**Your task**
Copy the listing below line for line, changing nothing.
--- --- ---
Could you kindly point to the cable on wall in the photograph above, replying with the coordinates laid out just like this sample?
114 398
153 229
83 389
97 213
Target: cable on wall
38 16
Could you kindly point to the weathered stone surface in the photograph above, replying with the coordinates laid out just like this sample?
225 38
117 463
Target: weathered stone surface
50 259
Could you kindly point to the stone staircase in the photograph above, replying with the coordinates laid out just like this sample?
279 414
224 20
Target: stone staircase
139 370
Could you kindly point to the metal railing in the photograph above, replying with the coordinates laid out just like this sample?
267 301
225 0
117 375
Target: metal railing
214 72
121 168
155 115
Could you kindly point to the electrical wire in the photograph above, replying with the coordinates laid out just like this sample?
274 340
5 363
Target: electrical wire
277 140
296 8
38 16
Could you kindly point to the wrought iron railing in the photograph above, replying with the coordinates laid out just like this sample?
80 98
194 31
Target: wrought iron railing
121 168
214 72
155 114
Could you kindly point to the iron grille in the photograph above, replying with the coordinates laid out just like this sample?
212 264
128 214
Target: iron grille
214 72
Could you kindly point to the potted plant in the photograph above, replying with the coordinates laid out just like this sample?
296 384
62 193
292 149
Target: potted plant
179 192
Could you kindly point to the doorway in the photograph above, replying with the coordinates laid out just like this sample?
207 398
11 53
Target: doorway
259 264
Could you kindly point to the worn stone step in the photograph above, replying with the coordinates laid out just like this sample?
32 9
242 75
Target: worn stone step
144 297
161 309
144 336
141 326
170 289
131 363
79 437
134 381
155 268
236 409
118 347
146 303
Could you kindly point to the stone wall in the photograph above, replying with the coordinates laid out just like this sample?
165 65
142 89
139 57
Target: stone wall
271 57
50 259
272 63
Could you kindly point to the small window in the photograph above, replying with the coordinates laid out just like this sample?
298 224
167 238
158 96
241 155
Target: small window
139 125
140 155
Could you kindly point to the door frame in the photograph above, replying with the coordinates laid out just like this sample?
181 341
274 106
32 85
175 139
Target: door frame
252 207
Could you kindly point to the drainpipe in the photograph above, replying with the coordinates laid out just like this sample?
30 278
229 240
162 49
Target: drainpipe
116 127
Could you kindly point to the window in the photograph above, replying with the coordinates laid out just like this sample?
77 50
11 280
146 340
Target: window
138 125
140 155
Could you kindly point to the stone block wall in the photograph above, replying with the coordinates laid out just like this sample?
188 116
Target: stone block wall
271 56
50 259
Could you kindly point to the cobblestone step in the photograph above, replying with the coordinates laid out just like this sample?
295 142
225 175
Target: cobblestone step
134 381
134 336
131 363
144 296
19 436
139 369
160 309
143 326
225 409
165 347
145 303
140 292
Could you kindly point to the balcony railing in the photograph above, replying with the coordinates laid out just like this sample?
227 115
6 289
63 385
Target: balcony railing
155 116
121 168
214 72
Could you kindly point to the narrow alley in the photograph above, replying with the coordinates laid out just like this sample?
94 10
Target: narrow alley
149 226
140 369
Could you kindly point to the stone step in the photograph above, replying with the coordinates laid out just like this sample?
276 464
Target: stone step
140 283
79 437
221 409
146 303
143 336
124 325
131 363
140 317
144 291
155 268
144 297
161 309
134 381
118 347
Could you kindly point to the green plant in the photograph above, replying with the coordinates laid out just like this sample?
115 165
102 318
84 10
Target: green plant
--- --- ---
**Task response**
Could you kindly point to the cable on wall in the photograph above, replying with the coordinates laid out just like this sample?
114 398
153 229
83 389
97 213
Target: cable on wall
38 16
Could you kindly point to the weathered stone surface in the photograph above, replying with the coordinates laid out just like this sample?
225 38
117 463
Target: weathered stone surface
50 259
Could you kindly point to the stone staircase in the photograph above, replying with the coordinates laid out just like this sample?
279 414
224 20
Target: stone staircase
139 370
Could you kindly point to the metal railing in the photograph above, replying with the coordinates laid out just like this sample?
267 301
225 0
117 375
Target: metal railing
214 72
121 168
155 115
Could you kindly point to the electrical wire in the photograph above, replying with the coordinates laid out just like this sample?
274 340
5 363
Target: electrical wire
277 140
296 8
38 16
Could you kindly point to the wrought iron railing in the photograph above, replying with the coordinates laid out just like this sample?
80 98
194 31
Target: wrought iron railing
121 168
214 72
155 114
Could you kindly point to the iron grille in the photograph above, replying with the coordinates laid out just like this sample?
212 264
128 214
Target: iron grille
214 72
Could you kindly point to the potted plant in the photograph above, replying with the coordinates laid out just like this sample?
296 384
62 193
292 149
Target: potted plant
179 192
Could you kindly point to the doorway in the photograph above, replying with the coordinates laid out just like this sample?
207 398
11 53
Target: doorway
259 264
Could you kindly point to the worn stone step in the photograph above, replying with the coordinates laid out just like this sample?
32 9
242 75
Target: worn stone step
144 297
161 309
144 336
141 326
170 289
131 363
79 437
134 381
155 268
236 409
118 347
146 303
Could you kindly point to the stone wall in the photograph above, replying with the coordinates laid out just like this sample?
165 65
142 89
139 57
Target: stone wall
271 57
50 259
272 63
Could you kindly point to the small window in the photograph above, replying with the coordinates laid out just like this sample?
298 224
167 238
158 96
241 155
Target: small window
139 125
140 155
Could you kindly point to the door frame in the photograph above, replying with the coordinates laid out just like this sample?
181 341
274 106
32 85
175 139
Target: door frame
252 207
Could you kindly point to the drainpipe in the photograph above, replying with the coordinates laid out just like this sample?
30 278
229 240
162 49
Target: drainpipe
116 127
Could you kindly point to the window in the photograph above, replying with the coordinates laid out just like this sample?
77 50
11 280
146 340
Target: window
138 125
140 155
Could you kindly point to the stone block wall in the photograph above, replying with the coordinates laid out just like this sample?
188 116
Target: stone block wall
271 56
50 259
Could you kindly point to the cobblestone step in the photograph above, replying with the coordinates laid out just like this sample?
295 142
225 175
Target: cobblestone step
134 381
134 336
131 363
144 296
19 436
139 369
160 309
143 326
225 409
165 347
145 303
140 292
Could you kindly point to the balcony railing in the photograph above, replying with the coordinates laid out just like this sample?
227 115
6 289
63 385
Target: balcony railing
155 116
121 168
214 72
Could you kindly point to the narrow alley in the photograph above, replying with the coordinates laid out just like this sample?
94 10
Target: narrow alley
149 226
140 369
Could you kindly point to the stone step in the photograph above, replying with the coordinates laid out just like this sample?
276 464
Target: stone step
140 283
79 437
221 409
146 303
143 336
124 325
131 363
140 317
144 291
155 268
144 297
161 309
134 381
118 347
Could you kindly point to the green plant in the photograph above, replying with the coordinates laid out just like this sample?
115 165
102 318
84 10
Target: green plant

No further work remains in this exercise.